- [Task details]
If a line in the data below holds the word "tile", copy it.

BEGIN Dataset entries

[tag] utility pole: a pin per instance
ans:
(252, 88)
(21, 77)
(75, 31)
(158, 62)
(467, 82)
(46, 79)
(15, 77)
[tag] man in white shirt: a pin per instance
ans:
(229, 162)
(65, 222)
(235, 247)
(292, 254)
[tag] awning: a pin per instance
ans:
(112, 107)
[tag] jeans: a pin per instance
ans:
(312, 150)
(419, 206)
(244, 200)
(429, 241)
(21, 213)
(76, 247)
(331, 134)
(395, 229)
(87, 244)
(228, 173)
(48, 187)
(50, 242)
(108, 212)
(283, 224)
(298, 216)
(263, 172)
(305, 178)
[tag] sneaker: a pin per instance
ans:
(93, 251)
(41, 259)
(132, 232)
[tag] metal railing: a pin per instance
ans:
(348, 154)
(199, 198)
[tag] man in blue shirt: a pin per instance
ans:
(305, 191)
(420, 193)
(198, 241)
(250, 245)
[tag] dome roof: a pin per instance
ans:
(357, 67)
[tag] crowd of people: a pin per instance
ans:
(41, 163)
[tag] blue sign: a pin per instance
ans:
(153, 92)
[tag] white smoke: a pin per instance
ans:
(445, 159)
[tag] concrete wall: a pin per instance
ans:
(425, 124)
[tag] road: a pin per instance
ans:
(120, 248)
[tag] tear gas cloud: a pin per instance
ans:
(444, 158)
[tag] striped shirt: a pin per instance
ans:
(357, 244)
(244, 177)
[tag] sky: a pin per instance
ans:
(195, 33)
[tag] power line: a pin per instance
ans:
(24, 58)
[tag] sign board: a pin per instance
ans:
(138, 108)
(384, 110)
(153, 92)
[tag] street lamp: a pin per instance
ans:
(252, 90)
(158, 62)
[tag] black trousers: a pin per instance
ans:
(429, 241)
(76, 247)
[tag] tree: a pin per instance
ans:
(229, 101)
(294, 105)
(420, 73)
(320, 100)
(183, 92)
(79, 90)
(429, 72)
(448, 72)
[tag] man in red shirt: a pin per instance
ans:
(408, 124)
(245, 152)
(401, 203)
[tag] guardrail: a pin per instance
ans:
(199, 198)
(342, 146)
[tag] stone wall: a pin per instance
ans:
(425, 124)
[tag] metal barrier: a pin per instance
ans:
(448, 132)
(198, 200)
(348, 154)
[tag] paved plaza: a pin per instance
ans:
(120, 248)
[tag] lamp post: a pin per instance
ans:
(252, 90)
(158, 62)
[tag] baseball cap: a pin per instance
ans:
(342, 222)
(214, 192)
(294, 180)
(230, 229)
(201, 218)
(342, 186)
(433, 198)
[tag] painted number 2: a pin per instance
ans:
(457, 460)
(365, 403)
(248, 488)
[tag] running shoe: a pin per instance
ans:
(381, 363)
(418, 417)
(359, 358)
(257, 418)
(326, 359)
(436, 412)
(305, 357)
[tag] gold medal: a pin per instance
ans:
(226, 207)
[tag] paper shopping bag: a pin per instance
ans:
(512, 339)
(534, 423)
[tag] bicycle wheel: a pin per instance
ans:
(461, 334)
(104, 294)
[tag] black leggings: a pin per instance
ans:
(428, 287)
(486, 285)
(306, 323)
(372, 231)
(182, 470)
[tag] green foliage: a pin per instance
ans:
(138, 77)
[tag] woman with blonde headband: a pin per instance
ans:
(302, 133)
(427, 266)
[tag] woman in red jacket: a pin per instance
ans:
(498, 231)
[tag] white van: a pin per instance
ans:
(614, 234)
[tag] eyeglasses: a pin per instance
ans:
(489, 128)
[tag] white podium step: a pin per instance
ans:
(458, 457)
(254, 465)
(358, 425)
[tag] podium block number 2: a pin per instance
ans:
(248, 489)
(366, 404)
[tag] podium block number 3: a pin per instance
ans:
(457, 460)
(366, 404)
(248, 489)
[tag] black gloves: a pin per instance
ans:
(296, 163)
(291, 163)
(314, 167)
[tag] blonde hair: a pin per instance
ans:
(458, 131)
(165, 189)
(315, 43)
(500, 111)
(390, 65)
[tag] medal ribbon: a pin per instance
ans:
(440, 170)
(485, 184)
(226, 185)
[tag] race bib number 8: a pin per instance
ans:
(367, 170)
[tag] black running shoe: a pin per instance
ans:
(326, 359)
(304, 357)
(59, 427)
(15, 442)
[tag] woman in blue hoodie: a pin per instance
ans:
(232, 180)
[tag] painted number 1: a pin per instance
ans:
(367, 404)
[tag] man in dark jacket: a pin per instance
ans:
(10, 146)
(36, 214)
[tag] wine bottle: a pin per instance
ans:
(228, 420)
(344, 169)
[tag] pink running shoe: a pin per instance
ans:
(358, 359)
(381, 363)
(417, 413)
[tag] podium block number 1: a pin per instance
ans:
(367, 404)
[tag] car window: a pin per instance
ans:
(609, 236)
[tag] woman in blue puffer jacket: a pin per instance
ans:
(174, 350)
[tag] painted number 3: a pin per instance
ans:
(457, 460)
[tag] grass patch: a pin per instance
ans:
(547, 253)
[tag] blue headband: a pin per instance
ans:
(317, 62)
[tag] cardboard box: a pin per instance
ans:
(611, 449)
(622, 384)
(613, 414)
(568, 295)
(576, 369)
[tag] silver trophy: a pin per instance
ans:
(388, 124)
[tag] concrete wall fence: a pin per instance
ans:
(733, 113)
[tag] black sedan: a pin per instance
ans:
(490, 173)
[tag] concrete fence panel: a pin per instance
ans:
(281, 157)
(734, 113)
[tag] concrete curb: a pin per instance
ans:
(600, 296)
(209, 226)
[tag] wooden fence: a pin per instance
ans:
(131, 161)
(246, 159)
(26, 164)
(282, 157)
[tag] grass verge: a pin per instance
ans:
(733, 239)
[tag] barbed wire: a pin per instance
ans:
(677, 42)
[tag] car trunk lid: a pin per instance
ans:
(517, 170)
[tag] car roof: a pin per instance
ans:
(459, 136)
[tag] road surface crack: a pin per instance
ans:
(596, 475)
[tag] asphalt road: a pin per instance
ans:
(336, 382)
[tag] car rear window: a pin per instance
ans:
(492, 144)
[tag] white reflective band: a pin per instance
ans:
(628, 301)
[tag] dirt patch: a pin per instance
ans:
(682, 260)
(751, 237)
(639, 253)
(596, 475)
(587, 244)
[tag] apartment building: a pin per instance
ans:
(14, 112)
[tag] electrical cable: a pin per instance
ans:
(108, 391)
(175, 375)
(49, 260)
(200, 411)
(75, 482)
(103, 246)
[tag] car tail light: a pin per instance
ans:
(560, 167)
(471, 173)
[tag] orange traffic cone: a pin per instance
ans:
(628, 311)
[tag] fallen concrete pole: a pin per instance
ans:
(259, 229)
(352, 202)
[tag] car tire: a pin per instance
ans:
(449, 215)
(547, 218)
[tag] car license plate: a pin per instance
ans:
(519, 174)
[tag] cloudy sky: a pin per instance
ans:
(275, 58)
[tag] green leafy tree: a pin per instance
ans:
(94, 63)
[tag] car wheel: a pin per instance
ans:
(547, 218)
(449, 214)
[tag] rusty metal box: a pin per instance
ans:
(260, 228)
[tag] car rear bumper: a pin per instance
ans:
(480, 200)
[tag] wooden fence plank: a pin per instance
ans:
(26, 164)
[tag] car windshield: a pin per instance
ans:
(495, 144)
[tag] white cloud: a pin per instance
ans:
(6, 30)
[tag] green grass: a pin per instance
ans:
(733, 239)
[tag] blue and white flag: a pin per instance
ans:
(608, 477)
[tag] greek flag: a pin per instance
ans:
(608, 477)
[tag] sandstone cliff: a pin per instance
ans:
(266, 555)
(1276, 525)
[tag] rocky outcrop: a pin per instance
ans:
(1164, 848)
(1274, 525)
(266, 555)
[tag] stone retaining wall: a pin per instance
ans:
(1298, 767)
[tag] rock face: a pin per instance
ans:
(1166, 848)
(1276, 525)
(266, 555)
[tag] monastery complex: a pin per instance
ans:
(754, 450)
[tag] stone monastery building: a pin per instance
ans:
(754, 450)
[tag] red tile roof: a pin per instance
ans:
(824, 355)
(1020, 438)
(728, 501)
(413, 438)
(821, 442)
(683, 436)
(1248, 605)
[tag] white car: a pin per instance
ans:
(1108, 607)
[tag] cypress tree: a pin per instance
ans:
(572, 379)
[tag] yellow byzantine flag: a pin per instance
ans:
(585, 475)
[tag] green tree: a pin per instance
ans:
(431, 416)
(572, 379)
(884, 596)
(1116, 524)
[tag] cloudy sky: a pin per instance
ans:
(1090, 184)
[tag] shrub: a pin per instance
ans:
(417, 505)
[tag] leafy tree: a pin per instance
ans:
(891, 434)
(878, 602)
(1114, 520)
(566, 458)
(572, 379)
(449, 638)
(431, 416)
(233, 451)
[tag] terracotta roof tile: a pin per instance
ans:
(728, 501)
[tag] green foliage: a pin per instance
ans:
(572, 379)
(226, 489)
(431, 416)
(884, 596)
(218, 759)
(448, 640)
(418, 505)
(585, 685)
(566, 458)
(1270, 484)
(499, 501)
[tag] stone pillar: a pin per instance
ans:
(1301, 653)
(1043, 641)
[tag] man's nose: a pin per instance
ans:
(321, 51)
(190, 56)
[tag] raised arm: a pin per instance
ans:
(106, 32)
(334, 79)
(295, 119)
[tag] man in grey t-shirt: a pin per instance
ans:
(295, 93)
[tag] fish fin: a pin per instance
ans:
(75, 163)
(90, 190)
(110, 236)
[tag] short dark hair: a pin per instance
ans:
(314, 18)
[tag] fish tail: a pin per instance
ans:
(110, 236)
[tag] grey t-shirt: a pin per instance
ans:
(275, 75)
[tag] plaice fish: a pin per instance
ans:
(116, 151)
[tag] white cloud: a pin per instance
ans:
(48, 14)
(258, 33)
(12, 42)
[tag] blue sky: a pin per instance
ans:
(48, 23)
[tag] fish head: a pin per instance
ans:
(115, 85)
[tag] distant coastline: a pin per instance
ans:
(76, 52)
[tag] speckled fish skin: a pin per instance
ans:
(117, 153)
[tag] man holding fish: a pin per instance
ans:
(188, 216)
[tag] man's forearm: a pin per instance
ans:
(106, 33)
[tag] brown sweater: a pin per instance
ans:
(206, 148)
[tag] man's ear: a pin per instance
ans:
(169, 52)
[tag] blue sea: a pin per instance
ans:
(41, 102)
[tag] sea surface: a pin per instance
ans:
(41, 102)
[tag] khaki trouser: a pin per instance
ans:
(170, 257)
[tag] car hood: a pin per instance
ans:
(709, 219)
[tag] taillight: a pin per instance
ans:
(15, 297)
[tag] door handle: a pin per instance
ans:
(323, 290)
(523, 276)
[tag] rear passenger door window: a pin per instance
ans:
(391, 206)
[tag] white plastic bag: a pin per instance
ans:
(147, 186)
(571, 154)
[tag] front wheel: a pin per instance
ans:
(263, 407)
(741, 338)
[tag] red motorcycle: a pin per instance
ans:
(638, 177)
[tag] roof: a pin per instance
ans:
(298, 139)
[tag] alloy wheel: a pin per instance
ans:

END Dataset entries

- [Response]
[tag] red tile roof: a pin per instance
[tag] terracotta roof tile: a pin per instance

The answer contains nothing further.